*** Quoted passage Section Begins ***

EARTH SYSTEMS, EUSTASY, AND EVOLUTION: COMPUTATIONAL MODELING OF THE EFFECTS OF SEA LEVEL CHANGE ON TRAIT EVOLUTION AND MORPHOLOGICAL DISPARITY IN BERMUDAN LAND SNAILS

Many evolutionary processes are driven by biogeographic change and, thus, by Earth systems. Sea level change, tectonic uplift, basin filling, and climate cycles all impact the geographic ranges of species. These processes can, therefore, directly influence rates of evolution, population diversification, and speciation by altering metapopulation dynamics. Range expansions and contractions, for example, can change the genetic composition of a species by winnowing the geographic diversity of its local populations or by subdividing its populations to facilitate allopatric speciation.

The effects of sea level cycles on evolution and morphological diversity in Bermudan land snails were evaluated using computational models. Bermuda is a seamount in the Atlantic capped by carbonates. About five percent of its broad summit is currently above sea level forming an island chain of eolianite deposits. The rest is less than 50 m below current sea level and has been exposed during most of the Quaternary except for periodic interglacial inundations. Bermuda is home to an endemic Quaternary radiation of land snails of the genus Poecilozonites, the evolutionary patterns of which were influential on Gould’s model of speciation by punctuated equilibrium.

*** Quoted passage Section Ends ***
*** Data provided Section Begins ***

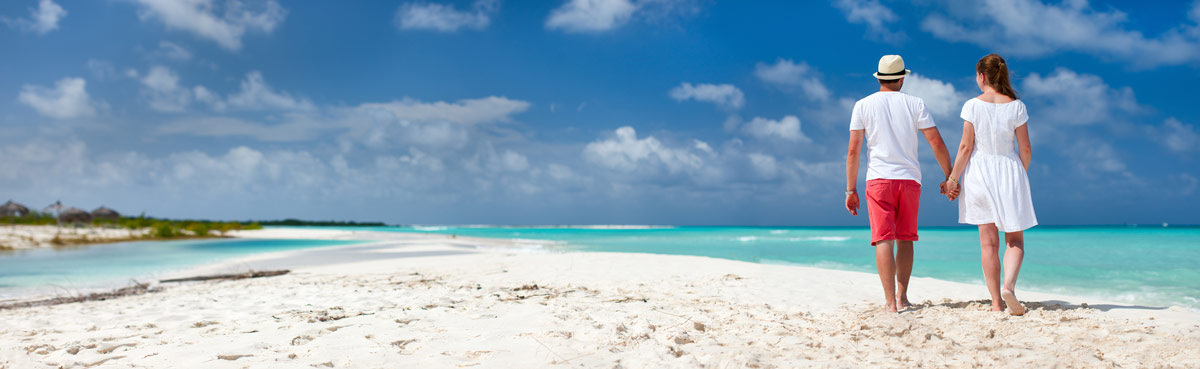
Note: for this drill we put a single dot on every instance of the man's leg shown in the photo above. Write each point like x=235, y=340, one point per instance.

*** Data provided Section Ends ***

**Work request**
In the text on Bermudan land snails, how much of Bermuda's broad summit is currently above sea level?

**Response to the exercise**
About five percent.